Return the records that follow, matching each one exactly.

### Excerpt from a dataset
● ● ● ●

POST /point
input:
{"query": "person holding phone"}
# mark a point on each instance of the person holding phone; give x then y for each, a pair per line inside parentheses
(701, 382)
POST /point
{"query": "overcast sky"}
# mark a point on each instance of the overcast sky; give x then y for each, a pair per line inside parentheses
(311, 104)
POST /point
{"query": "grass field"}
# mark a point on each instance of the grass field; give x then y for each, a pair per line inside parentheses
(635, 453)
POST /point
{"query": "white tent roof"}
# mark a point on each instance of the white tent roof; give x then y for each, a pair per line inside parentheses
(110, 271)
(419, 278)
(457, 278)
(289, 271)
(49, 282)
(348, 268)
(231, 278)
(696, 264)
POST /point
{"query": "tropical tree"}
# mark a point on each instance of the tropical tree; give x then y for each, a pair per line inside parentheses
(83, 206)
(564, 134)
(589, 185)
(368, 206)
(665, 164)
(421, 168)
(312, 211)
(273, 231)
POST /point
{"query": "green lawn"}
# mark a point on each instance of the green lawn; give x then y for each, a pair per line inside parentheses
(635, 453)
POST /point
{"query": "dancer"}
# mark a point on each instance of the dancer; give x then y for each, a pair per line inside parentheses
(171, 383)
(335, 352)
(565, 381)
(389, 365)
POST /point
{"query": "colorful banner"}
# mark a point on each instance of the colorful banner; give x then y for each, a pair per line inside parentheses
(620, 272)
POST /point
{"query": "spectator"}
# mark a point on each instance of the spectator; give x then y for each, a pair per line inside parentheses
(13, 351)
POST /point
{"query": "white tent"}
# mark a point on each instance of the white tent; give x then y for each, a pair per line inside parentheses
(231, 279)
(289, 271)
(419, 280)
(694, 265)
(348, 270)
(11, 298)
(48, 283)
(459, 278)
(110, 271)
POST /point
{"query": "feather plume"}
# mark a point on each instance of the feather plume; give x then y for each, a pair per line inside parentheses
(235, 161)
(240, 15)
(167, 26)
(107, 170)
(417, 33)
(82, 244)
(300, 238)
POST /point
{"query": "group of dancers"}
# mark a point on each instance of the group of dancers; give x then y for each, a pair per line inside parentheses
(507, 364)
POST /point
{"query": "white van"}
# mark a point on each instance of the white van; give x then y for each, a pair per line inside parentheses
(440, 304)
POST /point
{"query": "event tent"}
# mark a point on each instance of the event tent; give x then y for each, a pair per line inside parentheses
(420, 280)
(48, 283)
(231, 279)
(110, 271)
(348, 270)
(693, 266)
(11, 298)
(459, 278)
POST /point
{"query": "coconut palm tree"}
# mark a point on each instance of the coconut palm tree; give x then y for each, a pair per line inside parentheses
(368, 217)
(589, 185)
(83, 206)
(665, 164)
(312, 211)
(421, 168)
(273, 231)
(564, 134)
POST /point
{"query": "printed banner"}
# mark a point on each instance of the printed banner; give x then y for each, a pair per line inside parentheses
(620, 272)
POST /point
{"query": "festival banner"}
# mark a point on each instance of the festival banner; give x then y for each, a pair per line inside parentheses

● ● ● ●

### The reply
POST /point
input:
{"query": "person holding phone"}
# mark a point on each instance of the person holding phone; give x then y for each, a pair per line inside parentheses
(701, 382)
POST /point
{"query": "overcast sky"}
# mark a point on each instance of the overcast sky; give x then y for each, a pair per line inside parentheses
(311, 104)
POST /point
{"query": "grass field"}
# mark a point on each instance of the grass field; give x then y for each, a pair per line inside parentheses
(635, 453)
POST /point
{"query": "white tent roof"}
# mark a point on each instance of the white tent roof; give x then y for each, a pair per line inside parentheses
(110, 271)
(419, 278)
(457, 278)
(289, 271)
(49, 282)
(348, 268)
(231, 278)
(696, 264)
POST /point
{"query": "tropical tree"}
# mark a point on each instance of the tropical tree; give x then y for each, a pair per line inside parentheses
(83, 206)
(564, 134)
(589, 185)
(368, 206)
(665, 164)
(421, 168)
(312, 211)
(273, 231)
POST /point
{"query": "green lawn"}
# mark a point on each instance of the green lawn; give x then y for each, a pair per line inside parentheses
(635, 453)
POST /point
{"query": "dancer"}
# mark a point on each instance of the dancer; give x then y for each, a pair per line inside parentheses
(171, 383)
(335, 352)
(565, 381)
(389, 365)
POST /point
{"query": "colorful banner"}
# mark a point on each instance of the colorful banner; give x then y for each, a pair per line inside parentheses
(620, 272)
POST /point
{"query": "spectator"}
# mark a point on each instance of the spectator; give x then y for each, a pair per line inside parentheses
(13, 351)
POST /point
{"query": "white tent"}
# mark a point on each instance of the white tent; give x then y for each, a pair per line inside parentheses
(231, 279)
(289, 271)
(419, 280)
(694, 265)
(348, 270)
(11, 298)
(48, 283)
(459, 278)
(110, 271)
POST /point
{"query": "feather plume"}
# mark a point on each instance of the feather plume; give x then y for each, a pair per line inside parentheses
(235, 161)
(240, 15)
(167, 26)
(107, 170)
(417, 33)
(82, 244)
(300, 238)
POST /point
{"query": "group of dancers"}
# mark a point on each instance of the group of dancers; give x then y for each, a pair per line inside parentheses
(507, 364)
POST /point
{"query": "white van"}
# mark a point on each instance of the white van; give x then y for each, a pair per line inside parentheses
(440, 304)
POST /point
{"query": "event tent"}
# mark a point on each instance of the event tent; give x then y for each, a pair per line inside parentheses
(420, 280)
(48, 283)
(231, 279)
(110, 271)
(348, 270)
(693, 266)
(11, 298)
(459, 278)
POST /point
{"query": "coconut palm tree"}
# mark a point on each instance of the coconut palm tree; give x then y for each, a pair per line inside parentheses
(368, 217)
(589, 185)
(83, 206)
(665, 164)
(312, 211)
(421, 168)
(273, 231)
(564, 134)
POST /point
{"query": "printed banner"}
# mark a point on each instance of the printed banner; give x then y for each, a pair per line inside parentheses
(620, 272)
POST /point
{"query": "festival banner"}
# mark a point on each instance of the festival banner; give x then y for each, a pair per line inside parentheses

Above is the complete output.